Text extract start
DETAILED DESCRIPTION OF THE DRAWINGS
Referring to the drawings, the invention is embodied in a preferred form by the elongated tubular member 10 of generally triangular cross section and most advantageously includes two flat side portions 12, 14 of equal dimensions in perpendicular planes, a third side portion or hypotenuse 16 connecting the sidewall portion, and curved integral corner portions 18, 20, 22 at the junctures of the three side portions. In cross section, then, the member 10 is in the shape of a right isosceles triangle with rounded corners. The rounded corner portions 18, 20, 22 avoid weakening the tubular member at the junctures of the flat sides, facilitate the forming of the member 10, which may be accomplished by rapidly winding a sheet of material about a triangular-shaped mandrel, and facilitate close contact and a good bond between the windings at the corners. To assure these advantages, the corner portions 18, 20, 22 should preferably have a radius of curvature at least one-tenth the distance between the corner portions 20, 22, adjacent the largest side wall 16 when the member is fabricated by winding paper or the like about a mandrel. By way of illustration, the radius of curvature of the corner portions 18, 20, 22 of a triangular-shaped tube convolutely wound of paper is at least one quarter inch when the distance between the corner portions 20, 22 measured along the inner surface of the sidewall 16 is two and one-half inches. By way of example only, a typical member convolutely wound of kraft paper and suitable for use as a container support column may have two flat sides of 21/4 inches in length joined at a corner by a curved portion of three-eighths inch radius, a hypotenuse side with a flat surface about 31/4 inches in length joined at corners to the other sides by curved portions of three-eighths inch radius, a length of 60 inches, and a wall thickness of three-eighths inch.
Text extract end
Material start
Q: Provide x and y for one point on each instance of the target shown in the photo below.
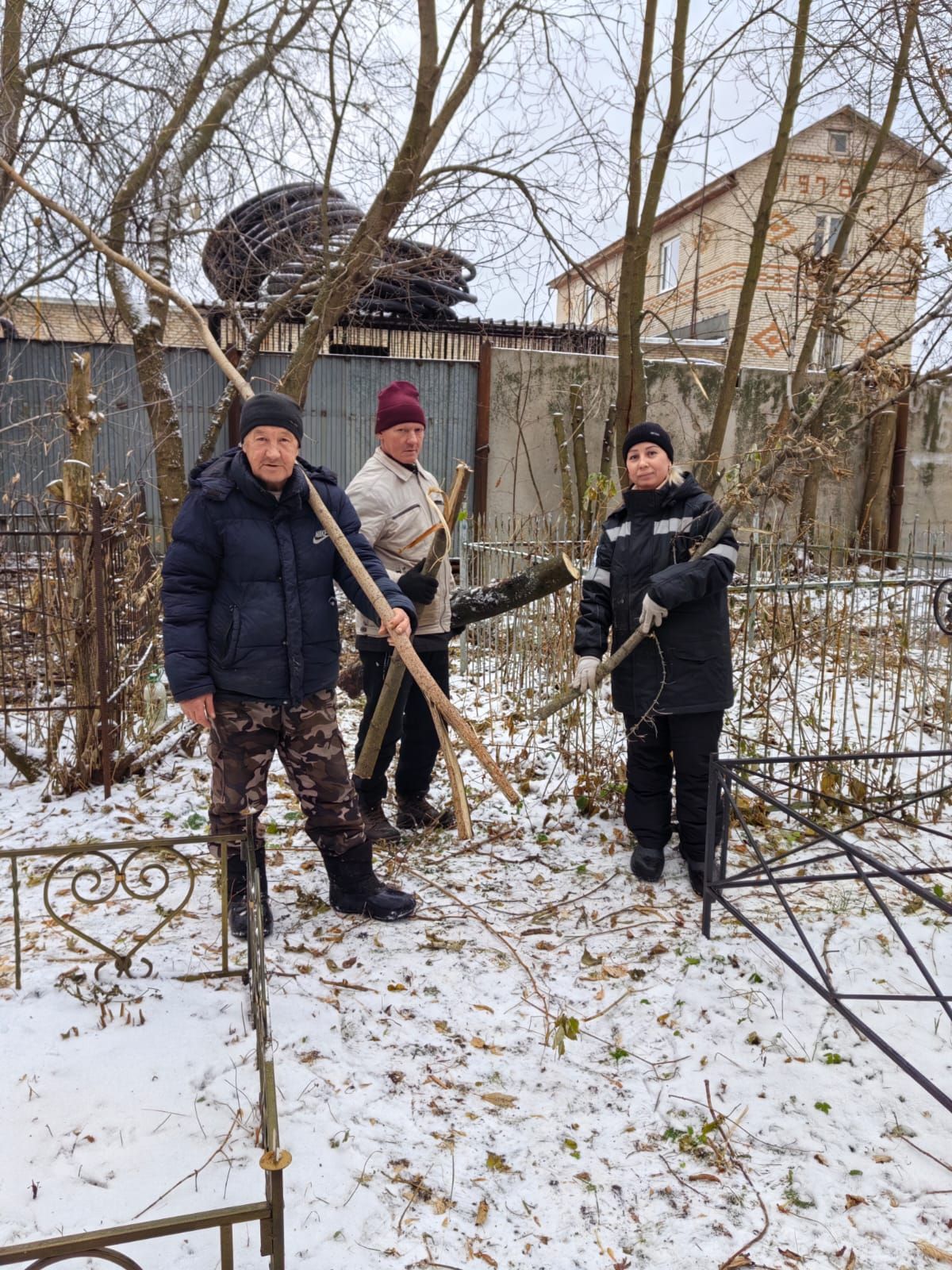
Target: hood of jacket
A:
Material end
**Exercise:** Can you extend the description of the triangular paper tube above, picking up after its final sentence?

**Task output:**
The member 10 is composed of axially oriented sheet material having fibers of high compressive strength contribution predominantly aligned longitudinally of the finished tubular member. When the sheet is wound into tubular form about a mandrel, rounded mandrel corners facilitate the attainment of better between-ply lamination and prevent creasing and weakening of the material, which could occur if the corners of the mandrel had sharp angles. As a result, it is possible to use material of lower tensile strength and wind at higher speeds without weakening the material. For added strength, the fiber material layers are bonded together with adhesive and/or impregnated with a hardening material, such as an adhesive or resin. In the embodiment shown, the support member 10 is formed of paper, such as reprocessed kraft paper formed on cylinder machines. This is low in cost and has fibers that extend predominantly in one direction, which corresponds to the longitudinal extent of the web of paper as formed and which is referred to as the "machine direction" of the paper. The paper is in a single sheet, or a lamination of multiple plies, or more than a single sheet, coated with an air drying adhesive or chemically linking thermoplastic or thermosetting resin and is convolutely wound to provide a plurality of layers, typically 8 to 11 layers in one preferred embodiment. The outer end of the sheet is shown at 26 and the inner end at 28. The paper is wound across the machine direction so that the fibers of the paper extend predominantly along the length of the member. In the preferred embodiment at least the outer end of the sheet forming the member 10 is skived, i.e., tapered in thickness, and is quite flexible, allowing it to lie flat against the underlying layers until the adhesive sets. This facilitates manufacture and permits the use of thicker paper which otherwise could not conveniently be used because the end of the sheet would spring up from the wound member. The thicker paper facilitated by the skived end permits a strong tubular member to be wound with fewer windings, increasing the speed of production and reducing costs.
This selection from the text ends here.